▶ _TEXTO DE ORIGEM_

───

Com base em tudo que ele andou escrevendo (e falando) nos últimos anos, definitivamente esta é a ÚLTIMA coisa que o Homem de Aço precisaria
Em 2014, durante uma sessão de perguntas e respostas para a revista Playboy, Frank Miller fez questão de deixar claro que não, não odiava o Superman, um papo que rolava nos bastidores do mundo das HQs desde o retrato quase fascista que fez do personagem em Cavaleiro das Trevas. “A HQ é contada sob o ponto de vista do Batman. Mas se você olhar para Cavaleiro das Trevas 2, verá um Superman mais sereno do que no primeiro. Batman e Superman são opostos absolutos. Eu adoro o Superman. Se eu amo mais o Batman? Eles não são pessoas, são só linhas numa folha de papel”.
Então, no ano passado, durante sua participação na New York Comic Con, ele bateu um papo com a Inverse e revelou que gostaria de levar o Superman de volta às suas origens, lá na Segunda Guerra Mundial. “O Superman precisa confrontar suas raízes judias e eu gostaria de escrever isso. Adoraria colocá-lo diante de um campo de concentração”. Criado pelos judeus Jerry Siegel e Joe Shuster em 1938, o Homem de Aço sempre foi considerado uma resposta direta à situação dos judeus na Alemanha durante o conflito, com paralelos tão aparentes que chegaram a fazer o próprio Joseph Goebbels se manifestar contra o personagem.
Aí, chegamos na Comic-Con de San Diego deste ano, quando Miller conta para os caras do Vulture que está escrevendo a sua versão para a origem do kryptoniano, do momento em que é descoberto pelos Kents em Smallville até a vida adulta. “Em Cavaleiro das Trevas, tive a chance de trabalhar com diversos personagens do panteão da DC, mas nunca tive a minha chance realmente significativa com o Superman”, explica. “No caso da DC Comics, que tem de longe a mitologia mais forte e mais rica, existem estes três pilares fundamentais que são Superman, Batman e Mulher-Maravilha. Todos os outros estão conectados a eles de alguma forma, o que é maravilhoso”.
A arte da publicação, em formato graphic novel com cerca de 100 páginas, será de John Romita Jr. Mas ainda não existe data prevista para o lançamento. O nome, no entanto, já tá confirmado pela DC: SUPERMAN – YEAR ONE. Tem até uma imagem teaser, olha aí.
Como o mundo dá voltas, não é? Se este anúncio fosse feito em uma outra época, daria pra dizer que era uma notícia FANTÁSTICA, estaríamos todos celebrando, é o autor de Batman – Ano Um agora fazendo Superman – Ano Um. Mas nos dias de hoje, NÃO, simplesmente NÃO, por favor NÃO. E isso por duas razões bem claras nesta equação: Superman e Frank Miller.

───

Por favor, indique se cada afirmação concorda com o texto sobre Frank Miller e o Superman, respondendo sim ou não e citando entre aspas o trecho do texto que decide. (a) Em 2014, Frank Miller declarou à revista Playboy que odiava o Superman. (b) A graphic novel terá cerca de 100 páginas e arte de John Romita Jr. (c) Já existe data prevista para o lançamento da publicação.

▶ _MATERIAL FORNECIDO_

───

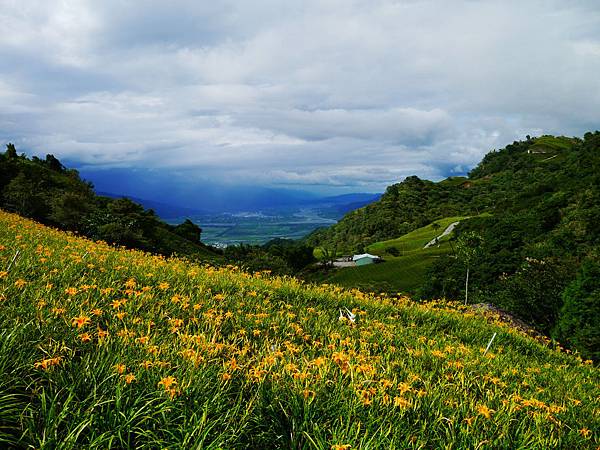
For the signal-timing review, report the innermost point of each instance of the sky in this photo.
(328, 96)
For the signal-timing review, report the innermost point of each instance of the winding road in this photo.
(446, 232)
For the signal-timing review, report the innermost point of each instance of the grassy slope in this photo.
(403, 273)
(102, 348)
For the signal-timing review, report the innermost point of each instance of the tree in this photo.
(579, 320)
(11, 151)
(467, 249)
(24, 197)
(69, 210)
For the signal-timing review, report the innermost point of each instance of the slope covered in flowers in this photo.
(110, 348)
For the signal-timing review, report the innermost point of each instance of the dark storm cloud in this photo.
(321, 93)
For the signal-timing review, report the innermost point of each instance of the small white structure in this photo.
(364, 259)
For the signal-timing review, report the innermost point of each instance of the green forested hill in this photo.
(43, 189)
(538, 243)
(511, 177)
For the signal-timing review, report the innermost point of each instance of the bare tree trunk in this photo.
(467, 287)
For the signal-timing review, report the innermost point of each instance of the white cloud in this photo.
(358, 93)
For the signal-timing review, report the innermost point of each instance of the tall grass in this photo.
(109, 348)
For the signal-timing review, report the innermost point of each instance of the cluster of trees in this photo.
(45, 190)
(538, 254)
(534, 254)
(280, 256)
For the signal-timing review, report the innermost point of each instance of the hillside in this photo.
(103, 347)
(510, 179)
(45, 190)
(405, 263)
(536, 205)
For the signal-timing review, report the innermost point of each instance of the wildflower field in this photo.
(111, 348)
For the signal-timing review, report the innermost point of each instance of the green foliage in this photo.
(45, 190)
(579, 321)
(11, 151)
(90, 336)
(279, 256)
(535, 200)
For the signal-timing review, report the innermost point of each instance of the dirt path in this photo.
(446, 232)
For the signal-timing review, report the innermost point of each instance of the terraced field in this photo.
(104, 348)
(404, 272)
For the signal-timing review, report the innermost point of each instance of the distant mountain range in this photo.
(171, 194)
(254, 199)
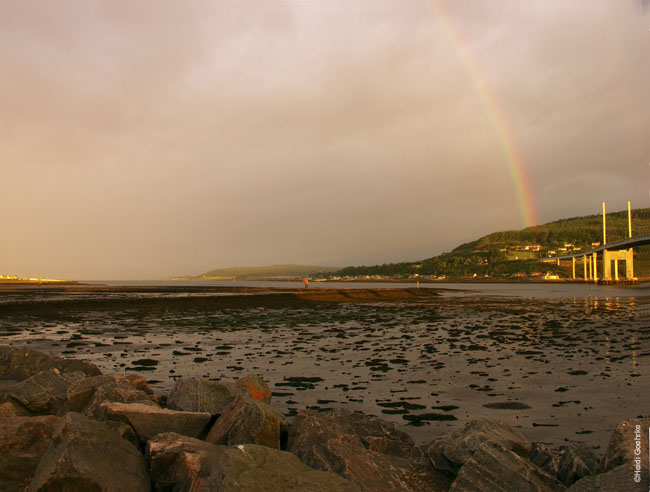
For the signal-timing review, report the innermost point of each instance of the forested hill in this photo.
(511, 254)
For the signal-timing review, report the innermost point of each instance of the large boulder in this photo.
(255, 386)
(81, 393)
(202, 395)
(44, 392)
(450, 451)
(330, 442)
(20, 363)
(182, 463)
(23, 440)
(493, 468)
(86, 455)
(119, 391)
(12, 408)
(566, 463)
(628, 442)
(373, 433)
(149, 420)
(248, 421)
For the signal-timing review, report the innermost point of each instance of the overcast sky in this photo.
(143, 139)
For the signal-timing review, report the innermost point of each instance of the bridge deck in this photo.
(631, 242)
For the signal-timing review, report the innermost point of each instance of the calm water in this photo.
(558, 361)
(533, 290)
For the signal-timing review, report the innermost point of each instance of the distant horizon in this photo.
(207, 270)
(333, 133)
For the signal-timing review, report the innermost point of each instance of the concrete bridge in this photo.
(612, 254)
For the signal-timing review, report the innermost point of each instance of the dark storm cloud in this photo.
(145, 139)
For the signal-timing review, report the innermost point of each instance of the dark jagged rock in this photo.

───

▶ _RESOLUÇÃO_
(a) Não: “Eu adoro o Superman.”
(b) Sim: “A arte da publicação, em formato graphic novel com cerca de 100 páginas, será de John Romita Jr.”
(c) Não: “Mas ainda não existe data prevista para o lançamento.”